──────── PASSAGE GIVEN

This web page describes data variables and file formatting for the FLUXNET-CH4 Community Product.
B1 Data variable: base names
Base names indicate fundamental quantities that are either measured or calculated/derived. They can also indicate quantified quality information.
B2 Data variable: qualifiers
Qualifiers are suffixes appended to variable base names that provide additional information about the variable. For example, the _DT qualifier in the variable label GPP_DT indicates that gross primary production (GPP) has been partitioned using the flux partitioning method from Lasslop et al. (2010).
Multiple qualifiers can be added, and they must follow the order in which they are presented here.
B2.1 Qualifiers: general
General qualifiers indicate additional information about a variable.
_F: variable has been gap-filled by the FLUXNET-CH4 team. Gaps in meteorological variables, including air temperature (TA), incoming shortwave (SW_IN) and longwave (LW_IN) radiation, vapor pressure deficit (VPD), pressure (PA), precipitation (P), and wind speed (WS), were filled with ERA-Interim (ERA-I) reanalysis data (Vuichard and Papale, 2015). Other variables were filled using the multidimensional scaling (MDS) approach in REddyProc (see Delwiche et al., 2021, for more details).
_DT: variable is acquired using the flux partitioning method from Lasslop et al. (2010), with values estimated by fitting the light-response curve.
_NT: variable is acquired using the flux partitioning method from Reichstein et al. (2005), with values estimated from nighttime data and extrapolated to daytime.
_RANDUNC: random uncertainty is introduced from several different sources including errors associated with the flux measurement system (gas analyzer, sonic anemometer, data acquisition system, flux calculations), errors associated with turbulent transport, and statistical errors relating to the location and activity of the sites of flux exchange (“footprint heterogeneity”) (Hollinger and Richardson, 2005).

────────────────

REQUEST 1:
Answer these questions about the page on FLUXNET-CH4 data variables:
(a) Which reanalysis data were used to fill gaps in meteorological variables?
(b) In what order must multiple qualifiers be added?
(c) From what data are values for the _NT qualifier estimated?
The page on FLUXNET-CH4 data variables and the records that follow it come from unrelated sources.

──────── EXERCISE INPUT

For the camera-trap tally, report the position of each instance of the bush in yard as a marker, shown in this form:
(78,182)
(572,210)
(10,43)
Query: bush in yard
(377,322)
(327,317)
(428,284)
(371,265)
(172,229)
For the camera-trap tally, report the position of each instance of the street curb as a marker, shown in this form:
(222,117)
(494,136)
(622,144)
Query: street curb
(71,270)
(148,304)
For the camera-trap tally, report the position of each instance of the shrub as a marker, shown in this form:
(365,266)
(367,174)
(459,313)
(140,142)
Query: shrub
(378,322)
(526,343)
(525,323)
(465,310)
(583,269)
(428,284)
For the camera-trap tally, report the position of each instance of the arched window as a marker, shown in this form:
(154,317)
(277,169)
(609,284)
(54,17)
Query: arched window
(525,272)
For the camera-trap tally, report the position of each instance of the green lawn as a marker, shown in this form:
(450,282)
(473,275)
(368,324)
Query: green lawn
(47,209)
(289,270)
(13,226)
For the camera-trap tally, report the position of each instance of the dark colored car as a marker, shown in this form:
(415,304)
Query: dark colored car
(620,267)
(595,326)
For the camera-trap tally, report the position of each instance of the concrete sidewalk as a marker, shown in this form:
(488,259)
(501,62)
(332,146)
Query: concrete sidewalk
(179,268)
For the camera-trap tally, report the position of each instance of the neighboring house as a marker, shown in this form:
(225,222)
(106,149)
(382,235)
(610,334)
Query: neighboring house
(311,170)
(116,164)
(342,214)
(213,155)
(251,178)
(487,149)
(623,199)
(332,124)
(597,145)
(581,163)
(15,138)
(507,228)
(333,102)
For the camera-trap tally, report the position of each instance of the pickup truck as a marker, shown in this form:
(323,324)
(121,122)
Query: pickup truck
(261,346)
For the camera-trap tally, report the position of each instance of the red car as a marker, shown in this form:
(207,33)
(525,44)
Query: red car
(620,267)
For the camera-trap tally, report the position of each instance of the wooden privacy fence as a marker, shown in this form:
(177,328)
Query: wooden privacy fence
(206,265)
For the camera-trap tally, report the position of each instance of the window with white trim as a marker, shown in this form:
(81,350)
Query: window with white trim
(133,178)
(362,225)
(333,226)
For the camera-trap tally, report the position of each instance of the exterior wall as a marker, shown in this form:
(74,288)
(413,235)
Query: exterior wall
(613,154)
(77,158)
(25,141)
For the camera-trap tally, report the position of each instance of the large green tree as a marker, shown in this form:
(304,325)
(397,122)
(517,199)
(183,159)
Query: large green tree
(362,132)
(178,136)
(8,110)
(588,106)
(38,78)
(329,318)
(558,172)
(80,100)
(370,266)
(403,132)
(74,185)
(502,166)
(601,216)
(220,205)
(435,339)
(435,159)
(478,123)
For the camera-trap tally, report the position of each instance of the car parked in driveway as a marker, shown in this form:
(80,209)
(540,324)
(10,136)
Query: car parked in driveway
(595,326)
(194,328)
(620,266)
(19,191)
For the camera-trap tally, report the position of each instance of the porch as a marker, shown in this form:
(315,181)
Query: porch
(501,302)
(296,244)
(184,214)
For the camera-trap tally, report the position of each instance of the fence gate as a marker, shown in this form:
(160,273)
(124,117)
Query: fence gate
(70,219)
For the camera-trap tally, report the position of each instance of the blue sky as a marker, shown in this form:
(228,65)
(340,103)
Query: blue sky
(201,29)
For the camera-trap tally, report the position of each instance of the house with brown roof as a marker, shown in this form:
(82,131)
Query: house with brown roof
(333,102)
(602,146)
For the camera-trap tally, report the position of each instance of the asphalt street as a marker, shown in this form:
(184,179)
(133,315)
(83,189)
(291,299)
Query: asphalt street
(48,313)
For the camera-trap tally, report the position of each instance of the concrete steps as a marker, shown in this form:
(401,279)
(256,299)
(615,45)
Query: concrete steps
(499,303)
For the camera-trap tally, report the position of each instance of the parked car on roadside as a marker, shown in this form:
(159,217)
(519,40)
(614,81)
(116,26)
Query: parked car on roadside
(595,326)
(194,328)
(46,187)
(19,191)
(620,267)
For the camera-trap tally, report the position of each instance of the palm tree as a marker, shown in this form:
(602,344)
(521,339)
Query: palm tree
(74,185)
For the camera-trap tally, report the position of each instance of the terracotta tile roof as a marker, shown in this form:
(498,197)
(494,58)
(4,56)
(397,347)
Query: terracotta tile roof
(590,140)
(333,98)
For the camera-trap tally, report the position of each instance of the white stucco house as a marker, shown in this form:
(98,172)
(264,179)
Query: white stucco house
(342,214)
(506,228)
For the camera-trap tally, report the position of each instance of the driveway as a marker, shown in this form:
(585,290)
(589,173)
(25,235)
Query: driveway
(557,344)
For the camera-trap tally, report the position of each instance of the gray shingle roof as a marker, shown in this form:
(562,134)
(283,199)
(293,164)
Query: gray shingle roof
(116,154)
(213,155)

────────────────

REQUEST 2: Offset the records starting at the line containing "of the blue" and ending at the last line of the records, both included. Reproduce every line in that span, requests included, with 96 added to each coordinate in the answer points; leave the requests and their sample points unchanged.

COMPLETE ANSWER 1:
(a) ERA-Interim (ERA-I) reanalysis data.
(b) In the order in which they are presented on the page.
(c) From nighttime data, extrapolated to daytime.

COMPLETE ANSWER 2:
For the camera-trap tally, report the position of each instance of the blue sky as a marker, shown in this form:
(228,65)
(340,103)
Query: blue sky
(297,125)
For the camera-trap tally, report the position of each instance of the house with brown roof as a marker, shown in this form:
(82,131)
Query: house with brown roof
(429,198)
(698,242)
For the camera-trap tally, report the position of each instance of the asphalt street as a marker, shown in this form:
(184,179)
(133,315)
(83,189)
(291,299)
Query: asphalt street
(144,409)
For the camera-trap tally, report the position of each instance of the concrete steps as a marker, shown in this form:
(401,279)
(256,299)
(615,45)
Query: concrete steps
(595,399)
For the camera-trap tally, report the position of each instance of the parked car on roadside as a marker, shown in this form:
(159,217)
(519,40)
(614,81)
(116,26)
Query: parked car on roadside
(691,422)
(290,424)
(142,283)
(115,287)
(716,363)
For the camera-trap tally, report the position of each instance of the palm tree as a marker, shown in this form:
(602,344)
(521,339)
Query: palm tree
(170,281)
For the camera-trap tally, report the position of each instance of the terracotta tile roof as a marker, shown in this form:
(498,197)
(494,58)
(4,56)
(397,347)
Query: terracotta tile roof
(686,236)
(429,194)
For the camera-trap tally, report the position of each instance of the white stucco house as a marker, shown in this form:
(98,172)
(264,179)
Query: white stucco house
(438,310)
(602,324)
For the camera-trap tally, report the position of each instance of the driveway as a marker, shown in this form:
(585,290)
(589,173)
(25,235)
Query: driveway
(653,440)
For the camera-trap tally, report the position of each instance of the gray shingle roof as a marker, shown in this form:
(562,134)
(283,199)
(293,164)
Query: gray shingle roof
(212,250)
(309,251)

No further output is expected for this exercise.